(EXERCISE) Count the lines in the material below that contain the string "jacket", treating uppercase and lowercase letters as different. Give only the number.

Entries drawn from a collection
****************
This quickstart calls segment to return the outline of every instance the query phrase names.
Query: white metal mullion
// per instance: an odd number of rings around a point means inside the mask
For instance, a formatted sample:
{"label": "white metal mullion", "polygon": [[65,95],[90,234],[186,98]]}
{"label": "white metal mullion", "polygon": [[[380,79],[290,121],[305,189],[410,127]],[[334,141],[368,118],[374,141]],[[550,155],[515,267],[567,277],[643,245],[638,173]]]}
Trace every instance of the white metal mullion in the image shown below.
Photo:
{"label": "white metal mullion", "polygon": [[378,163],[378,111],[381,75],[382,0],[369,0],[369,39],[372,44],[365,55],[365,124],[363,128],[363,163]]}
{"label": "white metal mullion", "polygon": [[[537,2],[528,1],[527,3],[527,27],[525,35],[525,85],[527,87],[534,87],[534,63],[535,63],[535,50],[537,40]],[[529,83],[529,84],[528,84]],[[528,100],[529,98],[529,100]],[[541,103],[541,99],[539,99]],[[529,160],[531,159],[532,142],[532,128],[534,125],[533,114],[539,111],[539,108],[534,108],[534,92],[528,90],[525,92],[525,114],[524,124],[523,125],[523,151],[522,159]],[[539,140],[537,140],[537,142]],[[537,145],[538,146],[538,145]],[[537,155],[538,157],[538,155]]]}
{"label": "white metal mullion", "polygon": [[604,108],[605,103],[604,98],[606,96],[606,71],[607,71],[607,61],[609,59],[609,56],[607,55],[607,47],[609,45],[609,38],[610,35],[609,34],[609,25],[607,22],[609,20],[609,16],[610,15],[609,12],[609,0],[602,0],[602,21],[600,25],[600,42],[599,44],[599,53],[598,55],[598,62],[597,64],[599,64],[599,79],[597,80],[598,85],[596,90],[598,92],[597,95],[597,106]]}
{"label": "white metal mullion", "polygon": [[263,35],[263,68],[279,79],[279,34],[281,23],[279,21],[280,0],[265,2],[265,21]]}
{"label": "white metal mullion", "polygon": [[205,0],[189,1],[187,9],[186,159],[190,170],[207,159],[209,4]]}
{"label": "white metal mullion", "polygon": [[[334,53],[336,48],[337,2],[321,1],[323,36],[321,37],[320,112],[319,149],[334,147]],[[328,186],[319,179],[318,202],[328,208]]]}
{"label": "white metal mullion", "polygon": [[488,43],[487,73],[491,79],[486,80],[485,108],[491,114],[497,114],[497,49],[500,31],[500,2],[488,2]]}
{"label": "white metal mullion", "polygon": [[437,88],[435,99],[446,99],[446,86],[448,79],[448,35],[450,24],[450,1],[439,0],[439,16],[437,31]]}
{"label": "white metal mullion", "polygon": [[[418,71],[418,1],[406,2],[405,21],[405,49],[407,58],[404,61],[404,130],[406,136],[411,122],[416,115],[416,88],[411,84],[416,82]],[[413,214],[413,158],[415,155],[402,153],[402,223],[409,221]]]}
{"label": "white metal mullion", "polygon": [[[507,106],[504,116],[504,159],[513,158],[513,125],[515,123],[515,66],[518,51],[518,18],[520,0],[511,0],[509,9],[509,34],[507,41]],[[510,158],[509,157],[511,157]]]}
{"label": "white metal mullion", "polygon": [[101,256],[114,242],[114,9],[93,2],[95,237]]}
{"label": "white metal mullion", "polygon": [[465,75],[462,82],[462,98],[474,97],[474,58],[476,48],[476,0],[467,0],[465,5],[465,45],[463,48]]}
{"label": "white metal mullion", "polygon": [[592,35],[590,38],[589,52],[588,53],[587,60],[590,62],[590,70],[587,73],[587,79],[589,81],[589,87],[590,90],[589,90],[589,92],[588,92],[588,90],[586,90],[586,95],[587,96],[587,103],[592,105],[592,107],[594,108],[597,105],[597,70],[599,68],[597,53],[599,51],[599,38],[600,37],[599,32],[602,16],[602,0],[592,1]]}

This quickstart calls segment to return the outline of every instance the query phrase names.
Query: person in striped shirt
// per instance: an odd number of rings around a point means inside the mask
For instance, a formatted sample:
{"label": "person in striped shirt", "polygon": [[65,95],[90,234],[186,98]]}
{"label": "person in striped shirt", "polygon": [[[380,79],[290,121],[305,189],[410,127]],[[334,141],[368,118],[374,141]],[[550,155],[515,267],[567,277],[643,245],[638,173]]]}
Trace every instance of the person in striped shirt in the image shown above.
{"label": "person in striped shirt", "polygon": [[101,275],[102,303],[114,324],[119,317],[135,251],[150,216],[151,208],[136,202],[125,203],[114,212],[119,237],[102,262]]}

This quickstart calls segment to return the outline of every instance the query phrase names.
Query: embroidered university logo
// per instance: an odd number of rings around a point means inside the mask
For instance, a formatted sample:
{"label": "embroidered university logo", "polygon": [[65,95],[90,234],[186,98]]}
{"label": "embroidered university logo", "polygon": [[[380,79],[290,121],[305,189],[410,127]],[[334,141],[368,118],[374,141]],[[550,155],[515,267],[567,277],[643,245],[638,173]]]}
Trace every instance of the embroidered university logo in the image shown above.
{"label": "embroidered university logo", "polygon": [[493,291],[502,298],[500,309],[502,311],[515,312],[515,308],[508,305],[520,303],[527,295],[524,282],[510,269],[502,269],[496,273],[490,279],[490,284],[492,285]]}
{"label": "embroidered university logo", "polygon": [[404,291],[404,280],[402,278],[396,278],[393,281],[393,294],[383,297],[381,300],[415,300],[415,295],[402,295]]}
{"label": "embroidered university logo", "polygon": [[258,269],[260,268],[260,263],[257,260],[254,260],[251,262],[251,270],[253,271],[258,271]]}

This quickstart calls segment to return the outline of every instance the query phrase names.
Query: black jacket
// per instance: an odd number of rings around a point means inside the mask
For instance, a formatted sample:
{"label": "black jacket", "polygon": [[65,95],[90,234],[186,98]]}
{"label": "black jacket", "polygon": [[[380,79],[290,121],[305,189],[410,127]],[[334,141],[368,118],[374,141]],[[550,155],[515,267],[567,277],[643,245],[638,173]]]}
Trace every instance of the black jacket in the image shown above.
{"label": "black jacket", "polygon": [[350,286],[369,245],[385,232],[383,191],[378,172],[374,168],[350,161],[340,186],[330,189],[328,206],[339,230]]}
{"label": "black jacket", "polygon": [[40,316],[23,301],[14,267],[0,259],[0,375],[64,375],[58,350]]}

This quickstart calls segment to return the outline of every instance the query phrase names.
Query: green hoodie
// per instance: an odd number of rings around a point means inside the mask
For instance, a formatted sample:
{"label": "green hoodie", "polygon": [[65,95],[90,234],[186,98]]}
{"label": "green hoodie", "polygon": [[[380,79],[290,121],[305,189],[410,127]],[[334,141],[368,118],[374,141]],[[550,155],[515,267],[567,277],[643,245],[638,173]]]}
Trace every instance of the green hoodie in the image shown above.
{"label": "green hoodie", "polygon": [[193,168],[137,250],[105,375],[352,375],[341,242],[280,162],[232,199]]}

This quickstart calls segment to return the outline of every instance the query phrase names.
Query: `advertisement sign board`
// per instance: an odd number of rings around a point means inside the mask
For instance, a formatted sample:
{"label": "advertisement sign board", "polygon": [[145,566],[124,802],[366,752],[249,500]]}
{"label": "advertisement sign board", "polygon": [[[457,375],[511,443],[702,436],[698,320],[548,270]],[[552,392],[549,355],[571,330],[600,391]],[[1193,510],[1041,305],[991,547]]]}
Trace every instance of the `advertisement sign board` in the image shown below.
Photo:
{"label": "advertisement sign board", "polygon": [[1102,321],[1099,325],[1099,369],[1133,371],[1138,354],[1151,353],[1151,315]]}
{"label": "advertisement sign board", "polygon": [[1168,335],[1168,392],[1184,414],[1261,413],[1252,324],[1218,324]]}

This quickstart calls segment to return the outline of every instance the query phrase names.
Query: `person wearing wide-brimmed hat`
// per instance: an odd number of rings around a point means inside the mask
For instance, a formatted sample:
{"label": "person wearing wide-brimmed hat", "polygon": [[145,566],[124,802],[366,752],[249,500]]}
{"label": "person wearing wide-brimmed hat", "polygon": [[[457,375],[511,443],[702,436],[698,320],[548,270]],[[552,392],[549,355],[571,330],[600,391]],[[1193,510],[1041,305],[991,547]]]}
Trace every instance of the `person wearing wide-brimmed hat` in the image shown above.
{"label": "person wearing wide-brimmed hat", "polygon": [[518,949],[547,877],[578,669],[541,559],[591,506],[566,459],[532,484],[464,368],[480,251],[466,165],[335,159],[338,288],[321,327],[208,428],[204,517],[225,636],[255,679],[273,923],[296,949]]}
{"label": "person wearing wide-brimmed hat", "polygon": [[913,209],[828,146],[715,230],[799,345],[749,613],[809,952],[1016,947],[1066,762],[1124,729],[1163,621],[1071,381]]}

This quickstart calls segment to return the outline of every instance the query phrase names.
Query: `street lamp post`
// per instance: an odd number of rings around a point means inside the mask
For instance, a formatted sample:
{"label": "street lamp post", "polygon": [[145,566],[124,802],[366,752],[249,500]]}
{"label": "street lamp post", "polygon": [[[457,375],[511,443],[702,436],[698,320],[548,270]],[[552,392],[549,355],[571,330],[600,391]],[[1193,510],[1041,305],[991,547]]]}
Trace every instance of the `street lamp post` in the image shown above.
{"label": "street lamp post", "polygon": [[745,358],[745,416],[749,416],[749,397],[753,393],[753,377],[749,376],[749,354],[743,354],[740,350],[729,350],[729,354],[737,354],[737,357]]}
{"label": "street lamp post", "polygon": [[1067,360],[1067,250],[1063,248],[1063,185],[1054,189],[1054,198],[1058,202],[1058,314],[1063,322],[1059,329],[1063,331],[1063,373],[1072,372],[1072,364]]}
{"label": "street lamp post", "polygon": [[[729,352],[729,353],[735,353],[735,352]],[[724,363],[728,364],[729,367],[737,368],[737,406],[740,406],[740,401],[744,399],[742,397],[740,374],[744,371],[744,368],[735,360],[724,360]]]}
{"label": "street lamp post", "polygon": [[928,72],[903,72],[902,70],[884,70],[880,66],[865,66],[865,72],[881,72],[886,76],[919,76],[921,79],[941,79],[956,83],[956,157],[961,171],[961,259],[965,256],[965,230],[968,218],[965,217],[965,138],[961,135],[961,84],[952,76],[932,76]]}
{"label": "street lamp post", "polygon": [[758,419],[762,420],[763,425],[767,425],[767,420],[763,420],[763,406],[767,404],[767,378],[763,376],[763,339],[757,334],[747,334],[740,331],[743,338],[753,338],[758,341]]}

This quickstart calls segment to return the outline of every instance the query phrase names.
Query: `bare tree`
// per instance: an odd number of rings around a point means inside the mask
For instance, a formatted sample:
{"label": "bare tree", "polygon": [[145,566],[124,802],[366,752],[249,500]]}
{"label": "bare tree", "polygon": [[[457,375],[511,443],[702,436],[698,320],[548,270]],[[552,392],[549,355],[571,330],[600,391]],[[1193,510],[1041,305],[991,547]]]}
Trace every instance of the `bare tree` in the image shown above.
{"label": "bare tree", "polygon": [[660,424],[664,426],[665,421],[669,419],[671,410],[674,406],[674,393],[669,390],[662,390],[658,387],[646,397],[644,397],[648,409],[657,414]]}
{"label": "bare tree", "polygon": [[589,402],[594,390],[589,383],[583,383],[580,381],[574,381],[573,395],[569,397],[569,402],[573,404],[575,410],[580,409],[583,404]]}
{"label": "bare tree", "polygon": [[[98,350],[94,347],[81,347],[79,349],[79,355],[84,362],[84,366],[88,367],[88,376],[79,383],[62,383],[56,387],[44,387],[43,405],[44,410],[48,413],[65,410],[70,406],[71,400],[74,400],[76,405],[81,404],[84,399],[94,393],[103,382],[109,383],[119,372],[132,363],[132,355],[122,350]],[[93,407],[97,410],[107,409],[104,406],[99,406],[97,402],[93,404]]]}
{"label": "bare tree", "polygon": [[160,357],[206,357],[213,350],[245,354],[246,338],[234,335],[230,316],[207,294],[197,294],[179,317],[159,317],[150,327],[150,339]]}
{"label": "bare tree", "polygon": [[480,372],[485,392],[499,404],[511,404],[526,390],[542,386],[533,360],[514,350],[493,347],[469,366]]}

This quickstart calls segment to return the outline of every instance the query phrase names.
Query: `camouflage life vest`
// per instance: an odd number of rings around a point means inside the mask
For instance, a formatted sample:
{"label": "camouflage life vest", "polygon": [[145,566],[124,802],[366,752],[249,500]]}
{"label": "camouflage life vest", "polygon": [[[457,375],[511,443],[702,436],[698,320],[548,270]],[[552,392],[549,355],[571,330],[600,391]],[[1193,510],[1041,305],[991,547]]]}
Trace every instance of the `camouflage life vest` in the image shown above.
****************
(PROBLEM SOLUTION) 6